> [Problem statement] Repeat the records below word for word, but start at the line that contains "Target: glass jar", stop after the last line, and include nothing else.

Natural-language object grounding data
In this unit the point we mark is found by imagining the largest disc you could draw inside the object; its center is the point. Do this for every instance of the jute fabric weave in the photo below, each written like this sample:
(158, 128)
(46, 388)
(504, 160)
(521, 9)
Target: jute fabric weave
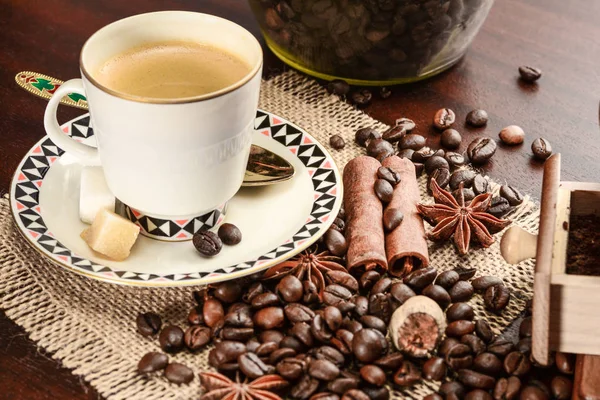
(90, 325)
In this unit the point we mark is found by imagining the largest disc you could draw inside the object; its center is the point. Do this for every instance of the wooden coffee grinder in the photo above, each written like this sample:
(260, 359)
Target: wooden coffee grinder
(566, 307)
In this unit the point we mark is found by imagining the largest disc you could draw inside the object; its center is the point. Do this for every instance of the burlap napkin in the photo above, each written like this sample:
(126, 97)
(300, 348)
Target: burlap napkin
(90, 325)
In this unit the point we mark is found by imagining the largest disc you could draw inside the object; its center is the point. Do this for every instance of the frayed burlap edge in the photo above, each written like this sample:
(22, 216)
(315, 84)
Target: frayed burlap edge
(89, 325)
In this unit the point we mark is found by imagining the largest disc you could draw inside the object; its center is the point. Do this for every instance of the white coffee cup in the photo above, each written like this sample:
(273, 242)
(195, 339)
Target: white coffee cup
(166, 158)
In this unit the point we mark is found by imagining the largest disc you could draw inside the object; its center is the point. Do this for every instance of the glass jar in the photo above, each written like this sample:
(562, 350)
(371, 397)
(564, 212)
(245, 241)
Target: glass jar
(370, 42)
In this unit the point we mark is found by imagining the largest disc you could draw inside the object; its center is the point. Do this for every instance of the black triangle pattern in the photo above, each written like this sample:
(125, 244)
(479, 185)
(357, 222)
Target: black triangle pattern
(314, 159)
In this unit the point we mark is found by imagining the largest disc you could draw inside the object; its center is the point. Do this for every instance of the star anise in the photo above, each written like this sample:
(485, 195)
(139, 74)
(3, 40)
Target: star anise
(220, 387)
(309, 266)
(465, 221)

> [Response]
Target: glass jar
(370, 42)
In this unit the point we mark is found by imagining the largest disc you could draw inside the object; its center is the point. Do this for every instance of the black triangle pattern in the photo above, each written like this sample:
(125, 244)
(479, 185)
(357, 222)
Target: black triangle pattern
(314, 159)
In this unit the point we mark is found by imagining the largest disc you could draw inside the object; its center is the point. Do this for every instance of the star anise in the photo above, each written like this sample:
(485, 195)
(139, 74)
(3, 40)
Target: star anise
(220, 387)
(309, 266)
(465, 221)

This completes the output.